▶ [Work to complete] Write out the stretch of the Karmê Chöling text from "Originally known as" through "archery, and theater.", copying it word for word.

Originally known as "Tail of the Tiger", Karmê Chöling is a Shambhala Buddhist meditation retreat center and community in Barnet, Vermont . The staff there offers meditation programs and retreats in the Shambhala Buddhist tradition to hundreds of students each year. Karmê Chöling facilities include 717 acres (2.9 km2) of wooded land, seven meditation halls, a Zen archery range, an organic garden, dining facilities, single and double rooms, dormitory housing, and seven retreat cabins. The center also houses visitors and staff in tents on wooden platforms in the warmer months of May through September. The center gives retreats, seminars, and workshops on meditation, gardening, archery, and theater.

History
In 1970, Karmê Chöling was founded in Barnet, Vermont by the Vidyadhara, (literally meaning “awareness holder;” a spiritual leader of Buddhism) Chögyam Trungpa Rinpoche. Karmê Chöling is the first teaching seat in North America of Chögyam Trungpa Rinpoche, a 20th-century Buddhist meditation master that was credited with bringing Buddhism to the western world. Originally a dairy farm, the building was purchased by Chögyam Trungpa Rinpoche’s students and was converted under his supervision into a Shambhala Buddhist retreat center. It was called “Tail of the Tiger”, but in 1974 the name was changed to Karmê Chöling, which remains its name today.

Since its purchase, meditation rooms, sleeping quarters for key staff and members of certain programs have been added.

Karmê Chöling is affiliated with Shambhala International, led by Sakyong Mipham Rinpoche, a holder of the Karma Kagyu, Nyingma, and Shambhala Buddhism Lineages.

▶ [Record set]
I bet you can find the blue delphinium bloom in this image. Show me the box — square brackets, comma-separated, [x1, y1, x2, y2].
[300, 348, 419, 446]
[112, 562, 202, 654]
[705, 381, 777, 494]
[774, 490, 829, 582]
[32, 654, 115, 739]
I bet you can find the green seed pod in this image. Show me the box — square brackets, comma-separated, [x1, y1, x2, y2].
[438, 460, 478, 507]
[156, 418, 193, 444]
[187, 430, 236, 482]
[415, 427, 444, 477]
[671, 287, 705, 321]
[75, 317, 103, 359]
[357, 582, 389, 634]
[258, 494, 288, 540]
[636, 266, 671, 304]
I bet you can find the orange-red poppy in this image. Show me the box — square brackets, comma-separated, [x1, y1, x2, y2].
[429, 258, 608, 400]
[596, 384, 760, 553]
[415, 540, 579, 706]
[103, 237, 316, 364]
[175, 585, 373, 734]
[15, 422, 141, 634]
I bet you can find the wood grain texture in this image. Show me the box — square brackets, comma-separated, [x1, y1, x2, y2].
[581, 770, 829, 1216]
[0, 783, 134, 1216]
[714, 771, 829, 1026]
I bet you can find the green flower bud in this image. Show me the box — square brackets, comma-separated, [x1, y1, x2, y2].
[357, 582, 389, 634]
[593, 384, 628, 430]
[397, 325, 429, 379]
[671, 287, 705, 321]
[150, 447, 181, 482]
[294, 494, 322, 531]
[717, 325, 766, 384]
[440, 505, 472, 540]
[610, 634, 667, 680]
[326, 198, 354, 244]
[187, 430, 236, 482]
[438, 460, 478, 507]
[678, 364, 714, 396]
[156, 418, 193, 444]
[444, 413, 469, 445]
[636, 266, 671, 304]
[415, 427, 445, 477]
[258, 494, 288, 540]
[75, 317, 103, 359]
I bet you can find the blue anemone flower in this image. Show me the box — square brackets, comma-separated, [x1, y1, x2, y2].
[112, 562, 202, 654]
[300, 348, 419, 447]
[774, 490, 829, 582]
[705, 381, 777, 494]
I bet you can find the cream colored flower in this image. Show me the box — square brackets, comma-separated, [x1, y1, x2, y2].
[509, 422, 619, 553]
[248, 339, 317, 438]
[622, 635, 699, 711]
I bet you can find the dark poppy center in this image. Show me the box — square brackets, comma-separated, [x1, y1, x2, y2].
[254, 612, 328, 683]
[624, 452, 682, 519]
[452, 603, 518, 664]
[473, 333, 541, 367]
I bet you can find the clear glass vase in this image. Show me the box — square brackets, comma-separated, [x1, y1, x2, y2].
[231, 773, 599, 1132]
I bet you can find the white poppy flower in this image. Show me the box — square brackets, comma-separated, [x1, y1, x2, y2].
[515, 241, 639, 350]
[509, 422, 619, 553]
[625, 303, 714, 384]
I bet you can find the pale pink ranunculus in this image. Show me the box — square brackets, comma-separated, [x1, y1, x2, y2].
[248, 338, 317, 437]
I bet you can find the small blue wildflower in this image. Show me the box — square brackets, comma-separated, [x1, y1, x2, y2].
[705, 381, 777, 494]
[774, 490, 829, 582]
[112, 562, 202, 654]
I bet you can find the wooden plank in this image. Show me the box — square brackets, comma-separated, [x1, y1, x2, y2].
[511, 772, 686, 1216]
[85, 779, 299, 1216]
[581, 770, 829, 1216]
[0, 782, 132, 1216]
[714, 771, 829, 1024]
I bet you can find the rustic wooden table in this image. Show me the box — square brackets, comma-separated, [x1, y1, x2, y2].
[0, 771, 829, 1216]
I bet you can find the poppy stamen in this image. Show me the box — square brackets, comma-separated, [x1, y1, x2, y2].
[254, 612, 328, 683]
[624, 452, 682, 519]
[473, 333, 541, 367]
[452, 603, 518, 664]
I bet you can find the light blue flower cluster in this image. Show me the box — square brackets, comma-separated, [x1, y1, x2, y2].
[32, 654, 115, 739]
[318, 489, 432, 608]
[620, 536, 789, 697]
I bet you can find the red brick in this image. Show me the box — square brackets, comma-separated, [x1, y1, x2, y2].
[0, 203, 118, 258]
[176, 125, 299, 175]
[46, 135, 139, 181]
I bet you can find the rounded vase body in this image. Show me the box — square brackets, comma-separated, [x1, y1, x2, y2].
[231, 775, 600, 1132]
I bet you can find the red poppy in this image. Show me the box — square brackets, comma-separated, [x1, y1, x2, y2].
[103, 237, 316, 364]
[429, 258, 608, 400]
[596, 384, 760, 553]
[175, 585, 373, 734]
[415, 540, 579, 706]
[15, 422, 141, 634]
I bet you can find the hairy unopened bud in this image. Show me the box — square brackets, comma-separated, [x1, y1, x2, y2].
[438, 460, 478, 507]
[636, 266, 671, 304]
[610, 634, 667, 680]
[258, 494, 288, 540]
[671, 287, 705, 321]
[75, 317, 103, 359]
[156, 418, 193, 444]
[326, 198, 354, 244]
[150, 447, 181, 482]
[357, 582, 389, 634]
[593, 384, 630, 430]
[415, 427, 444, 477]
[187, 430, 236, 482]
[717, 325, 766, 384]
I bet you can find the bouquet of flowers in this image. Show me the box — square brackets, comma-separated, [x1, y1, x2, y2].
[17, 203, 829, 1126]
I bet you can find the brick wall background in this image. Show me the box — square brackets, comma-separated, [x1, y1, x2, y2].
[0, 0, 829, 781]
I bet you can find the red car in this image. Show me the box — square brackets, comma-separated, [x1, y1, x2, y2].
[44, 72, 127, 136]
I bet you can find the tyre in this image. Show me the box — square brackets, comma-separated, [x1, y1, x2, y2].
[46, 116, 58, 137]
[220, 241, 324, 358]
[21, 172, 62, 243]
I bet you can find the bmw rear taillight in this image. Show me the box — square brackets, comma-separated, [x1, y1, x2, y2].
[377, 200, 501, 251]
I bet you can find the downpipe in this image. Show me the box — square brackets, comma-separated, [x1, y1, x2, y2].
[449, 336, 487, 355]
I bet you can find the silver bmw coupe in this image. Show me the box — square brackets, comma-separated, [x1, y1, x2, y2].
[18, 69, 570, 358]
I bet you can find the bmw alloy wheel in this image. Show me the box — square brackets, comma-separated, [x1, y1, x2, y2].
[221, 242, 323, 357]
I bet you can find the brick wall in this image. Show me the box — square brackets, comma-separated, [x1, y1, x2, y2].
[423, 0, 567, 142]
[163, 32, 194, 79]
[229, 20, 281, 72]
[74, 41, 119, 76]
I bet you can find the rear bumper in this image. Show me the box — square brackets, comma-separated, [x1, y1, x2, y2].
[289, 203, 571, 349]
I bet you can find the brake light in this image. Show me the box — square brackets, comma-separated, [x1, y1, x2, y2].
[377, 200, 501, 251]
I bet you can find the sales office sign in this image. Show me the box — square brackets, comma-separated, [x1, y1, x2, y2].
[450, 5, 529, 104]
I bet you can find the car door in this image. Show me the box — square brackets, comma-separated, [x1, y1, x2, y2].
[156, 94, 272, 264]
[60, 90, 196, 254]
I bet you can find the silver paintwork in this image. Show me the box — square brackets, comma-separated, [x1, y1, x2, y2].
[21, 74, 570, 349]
...
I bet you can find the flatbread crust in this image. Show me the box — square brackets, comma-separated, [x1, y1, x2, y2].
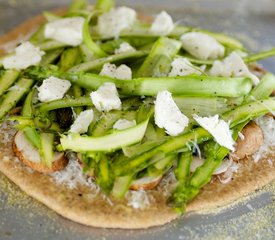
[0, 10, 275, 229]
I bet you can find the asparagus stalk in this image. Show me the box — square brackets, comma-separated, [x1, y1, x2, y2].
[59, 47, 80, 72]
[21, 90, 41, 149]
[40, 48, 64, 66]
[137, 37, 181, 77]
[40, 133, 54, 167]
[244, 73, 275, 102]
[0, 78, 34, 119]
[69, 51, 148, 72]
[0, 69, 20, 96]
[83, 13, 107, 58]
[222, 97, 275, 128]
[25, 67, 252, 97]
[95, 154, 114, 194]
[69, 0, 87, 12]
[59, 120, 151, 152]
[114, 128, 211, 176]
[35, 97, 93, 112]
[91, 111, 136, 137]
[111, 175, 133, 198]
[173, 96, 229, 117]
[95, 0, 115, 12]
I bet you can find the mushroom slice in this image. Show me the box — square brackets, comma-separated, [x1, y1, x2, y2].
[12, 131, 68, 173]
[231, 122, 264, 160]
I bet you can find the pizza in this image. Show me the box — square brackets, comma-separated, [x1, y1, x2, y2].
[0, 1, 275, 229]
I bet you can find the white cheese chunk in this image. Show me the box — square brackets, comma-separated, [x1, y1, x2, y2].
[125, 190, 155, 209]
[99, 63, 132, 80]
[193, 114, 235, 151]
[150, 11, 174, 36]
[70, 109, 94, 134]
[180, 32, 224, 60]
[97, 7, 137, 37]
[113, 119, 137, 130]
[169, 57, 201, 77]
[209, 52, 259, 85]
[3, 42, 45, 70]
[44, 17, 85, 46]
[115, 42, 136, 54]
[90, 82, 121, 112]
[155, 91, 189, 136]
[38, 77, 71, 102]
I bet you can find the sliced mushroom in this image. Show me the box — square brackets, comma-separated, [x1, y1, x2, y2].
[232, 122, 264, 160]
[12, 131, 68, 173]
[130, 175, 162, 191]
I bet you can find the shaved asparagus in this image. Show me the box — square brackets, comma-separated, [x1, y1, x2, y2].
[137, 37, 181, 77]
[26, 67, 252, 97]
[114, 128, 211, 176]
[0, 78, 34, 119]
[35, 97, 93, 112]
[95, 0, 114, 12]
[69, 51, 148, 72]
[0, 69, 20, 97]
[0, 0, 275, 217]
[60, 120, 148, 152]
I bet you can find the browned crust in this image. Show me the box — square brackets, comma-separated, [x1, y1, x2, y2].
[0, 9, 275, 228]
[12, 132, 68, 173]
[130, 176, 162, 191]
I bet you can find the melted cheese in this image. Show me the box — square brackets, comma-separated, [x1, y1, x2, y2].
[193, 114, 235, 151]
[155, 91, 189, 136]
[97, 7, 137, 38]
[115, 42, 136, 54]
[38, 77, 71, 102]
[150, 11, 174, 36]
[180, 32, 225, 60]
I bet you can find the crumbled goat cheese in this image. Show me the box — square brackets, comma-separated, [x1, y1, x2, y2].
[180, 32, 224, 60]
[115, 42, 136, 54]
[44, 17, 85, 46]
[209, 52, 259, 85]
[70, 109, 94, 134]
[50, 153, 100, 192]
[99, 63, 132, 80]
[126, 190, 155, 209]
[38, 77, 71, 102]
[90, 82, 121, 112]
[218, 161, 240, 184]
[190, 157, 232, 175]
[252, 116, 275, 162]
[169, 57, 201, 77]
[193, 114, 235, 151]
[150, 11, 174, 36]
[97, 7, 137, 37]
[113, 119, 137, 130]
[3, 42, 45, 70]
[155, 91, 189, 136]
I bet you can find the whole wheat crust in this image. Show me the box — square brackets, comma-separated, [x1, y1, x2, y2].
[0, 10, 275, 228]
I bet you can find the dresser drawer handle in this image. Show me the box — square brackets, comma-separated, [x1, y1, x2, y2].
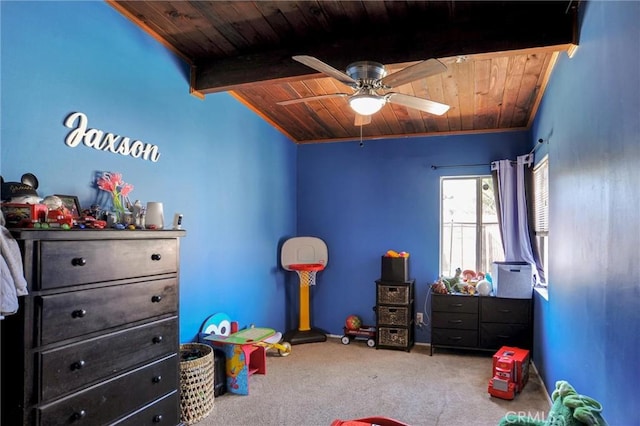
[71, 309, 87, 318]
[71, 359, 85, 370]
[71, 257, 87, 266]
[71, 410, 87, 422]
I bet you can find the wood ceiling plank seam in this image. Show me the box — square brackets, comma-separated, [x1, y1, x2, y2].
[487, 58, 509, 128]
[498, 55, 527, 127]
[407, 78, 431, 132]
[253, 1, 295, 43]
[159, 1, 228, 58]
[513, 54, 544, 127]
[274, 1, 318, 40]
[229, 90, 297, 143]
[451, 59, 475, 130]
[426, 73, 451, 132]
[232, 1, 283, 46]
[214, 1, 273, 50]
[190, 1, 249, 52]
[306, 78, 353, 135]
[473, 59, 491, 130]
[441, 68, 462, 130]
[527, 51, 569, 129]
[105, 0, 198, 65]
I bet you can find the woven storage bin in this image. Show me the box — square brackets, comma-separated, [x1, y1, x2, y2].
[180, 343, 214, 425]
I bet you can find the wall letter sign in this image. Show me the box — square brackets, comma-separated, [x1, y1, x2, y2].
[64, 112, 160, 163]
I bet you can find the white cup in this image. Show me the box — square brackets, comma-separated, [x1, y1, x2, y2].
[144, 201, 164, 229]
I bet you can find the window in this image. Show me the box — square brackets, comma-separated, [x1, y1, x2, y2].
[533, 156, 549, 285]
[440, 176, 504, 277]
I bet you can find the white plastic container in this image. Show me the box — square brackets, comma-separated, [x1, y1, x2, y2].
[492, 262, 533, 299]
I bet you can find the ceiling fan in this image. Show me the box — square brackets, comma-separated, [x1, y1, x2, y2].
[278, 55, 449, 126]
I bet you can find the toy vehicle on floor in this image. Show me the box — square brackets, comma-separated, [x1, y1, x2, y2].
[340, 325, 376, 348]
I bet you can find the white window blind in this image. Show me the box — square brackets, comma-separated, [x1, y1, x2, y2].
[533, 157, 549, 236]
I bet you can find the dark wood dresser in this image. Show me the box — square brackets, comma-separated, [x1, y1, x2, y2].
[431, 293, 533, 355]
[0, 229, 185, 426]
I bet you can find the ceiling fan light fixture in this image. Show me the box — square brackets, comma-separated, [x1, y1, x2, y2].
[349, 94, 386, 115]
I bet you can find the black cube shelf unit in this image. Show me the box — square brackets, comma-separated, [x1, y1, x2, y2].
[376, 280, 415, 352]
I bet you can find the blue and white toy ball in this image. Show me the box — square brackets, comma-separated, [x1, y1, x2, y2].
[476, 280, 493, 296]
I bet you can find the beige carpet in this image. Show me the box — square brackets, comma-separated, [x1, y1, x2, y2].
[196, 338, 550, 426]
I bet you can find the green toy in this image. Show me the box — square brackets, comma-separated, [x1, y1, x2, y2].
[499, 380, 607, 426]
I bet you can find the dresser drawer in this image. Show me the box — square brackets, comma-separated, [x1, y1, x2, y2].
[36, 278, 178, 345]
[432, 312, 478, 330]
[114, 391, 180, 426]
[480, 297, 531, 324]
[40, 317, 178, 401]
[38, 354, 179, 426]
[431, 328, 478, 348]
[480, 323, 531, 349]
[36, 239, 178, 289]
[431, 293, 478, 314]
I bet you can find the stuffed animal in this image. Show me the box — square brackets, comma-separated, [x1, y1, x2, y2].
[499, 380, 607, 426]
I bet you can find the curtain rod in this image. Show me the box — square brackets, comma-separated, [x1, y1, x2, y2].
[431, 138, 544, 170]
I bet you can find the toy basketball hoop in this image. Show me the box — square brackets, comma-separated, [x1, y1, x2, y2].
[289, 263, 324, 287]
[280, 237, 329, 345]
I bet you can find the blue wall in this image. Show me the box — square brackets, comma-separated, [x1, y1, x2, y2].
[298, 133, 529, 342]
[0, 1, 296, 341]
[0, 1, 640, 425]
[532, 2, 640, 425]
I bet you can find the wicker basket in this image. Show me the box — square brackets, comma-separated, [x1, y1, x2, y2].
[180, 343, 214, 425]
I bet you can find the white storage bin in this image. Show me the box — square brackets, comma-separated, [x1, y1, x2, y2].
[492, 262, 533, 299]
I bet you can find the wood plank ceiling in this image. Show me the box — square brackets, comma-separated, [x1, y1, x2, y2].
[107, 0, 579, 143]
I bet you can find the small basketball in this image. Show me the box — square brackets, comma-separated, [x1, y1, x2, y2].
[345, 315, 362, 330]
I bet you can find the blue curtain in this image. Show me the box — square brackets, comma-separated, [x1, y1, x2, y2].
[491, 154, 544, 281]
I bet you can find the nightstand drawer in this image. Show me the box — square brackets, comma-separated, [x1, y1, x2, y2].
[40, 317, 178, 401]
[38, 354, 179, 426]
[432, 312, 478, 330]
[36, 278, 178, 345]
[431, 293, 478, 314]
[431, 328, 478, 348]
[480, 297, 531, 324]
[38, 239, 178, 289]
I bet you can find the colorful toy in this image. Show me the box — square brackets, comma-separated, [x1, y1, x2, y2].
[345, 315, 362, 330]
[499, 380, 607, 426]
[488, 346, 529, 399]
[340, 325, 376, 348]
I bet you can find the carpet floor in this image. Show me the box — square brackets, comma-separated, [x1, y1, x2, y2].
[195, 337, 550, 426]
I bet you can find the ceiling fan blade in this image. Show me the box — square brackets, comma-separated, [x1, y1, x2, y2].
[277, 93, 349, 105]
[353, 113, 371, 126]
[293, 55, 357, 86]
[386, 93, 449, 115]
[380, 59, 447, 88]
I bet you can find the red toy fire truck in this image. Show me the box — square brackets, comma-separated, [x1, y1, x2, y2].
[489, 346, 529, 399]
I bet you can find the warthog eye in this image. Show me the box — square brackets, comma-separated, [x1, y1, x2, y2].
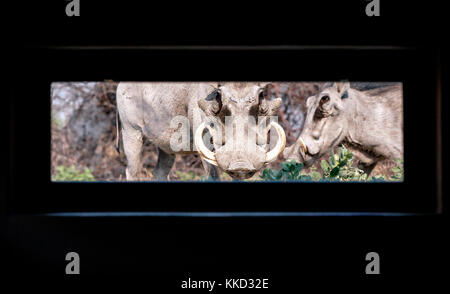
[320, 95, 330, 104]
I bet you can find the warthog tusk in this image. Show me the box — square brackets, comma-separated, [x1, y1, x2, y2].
==
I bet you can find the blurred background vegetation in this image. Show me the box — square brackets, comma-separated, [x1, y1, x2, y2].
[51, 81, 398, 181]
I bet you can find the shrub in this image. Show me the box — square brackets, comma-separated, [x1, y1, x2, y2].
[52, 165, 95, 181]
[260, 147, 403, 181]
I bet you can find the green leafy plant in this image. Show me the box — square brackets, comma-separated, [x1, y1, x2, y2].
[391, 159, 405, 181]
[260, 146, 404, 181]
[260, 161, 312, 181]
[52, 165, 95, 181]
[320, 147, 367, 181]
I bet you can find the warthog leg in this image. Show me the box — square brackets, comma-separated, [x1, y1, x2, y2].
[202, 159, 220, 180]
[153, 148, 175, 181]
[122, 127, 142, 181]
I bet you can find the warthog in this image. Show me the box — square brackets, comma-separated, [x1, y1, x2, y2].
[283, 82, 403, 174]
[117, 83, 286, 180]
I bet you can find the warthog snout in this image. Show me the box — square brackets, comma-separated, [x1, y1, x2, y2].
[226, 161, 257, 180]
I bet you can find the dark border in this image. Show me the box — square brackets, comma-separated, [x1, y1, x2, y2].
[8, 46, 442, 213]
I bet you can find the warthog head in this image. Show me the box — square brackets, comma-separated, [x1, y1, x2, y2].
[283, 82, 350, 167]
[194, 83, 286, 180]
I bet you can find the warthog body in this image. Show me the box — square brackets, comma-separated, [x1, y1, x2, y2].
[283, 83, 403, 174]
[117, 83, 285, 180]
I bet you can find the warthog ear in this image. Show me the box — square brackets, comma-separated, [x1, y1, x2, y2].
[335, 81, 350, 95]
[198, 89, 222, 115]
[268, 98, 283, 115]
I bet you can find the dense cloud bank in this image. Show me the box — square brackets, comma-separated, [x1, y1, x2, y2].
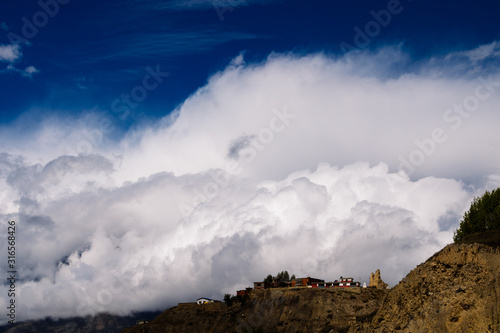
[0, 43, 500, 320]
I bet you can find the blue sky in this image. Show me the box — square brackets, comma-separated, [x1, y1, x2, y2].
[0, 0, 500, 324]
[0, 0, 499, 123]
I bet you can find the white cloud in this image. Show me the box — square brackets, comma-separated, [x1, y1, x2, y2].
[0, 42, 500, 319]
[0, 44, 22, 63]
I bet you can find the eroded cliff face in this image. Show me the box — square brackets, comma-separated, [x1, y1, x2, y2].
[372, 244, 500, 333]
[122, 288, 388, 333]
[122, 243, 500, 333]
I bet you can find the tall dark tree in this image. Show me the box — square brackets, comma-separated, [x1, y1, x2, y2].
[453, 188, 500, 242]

▶ [Problem solution]
Originally known as "Tail of the Tiger", Karmê Chöling is a Shambhala Buddhist meditation retreat center and community in Barnet, Vermont . The staff there offers meditation programs and retreats in the Shambhala Buddhist tradition to hundreds of students each year. Karmê Chöling facilities include 717 acres (2.9 km2) of wooded land, seven meditation halls, a Zen archery range, an organic garden, dining facilities, single and double rooms, dormitory housing, and seven retreat cabins. The center also houses visitors and staff in tents on wooden platforms in the warmer months of May through September. The center gives retreats, seminars, and workshops on meditation, gardening, archery, and theater.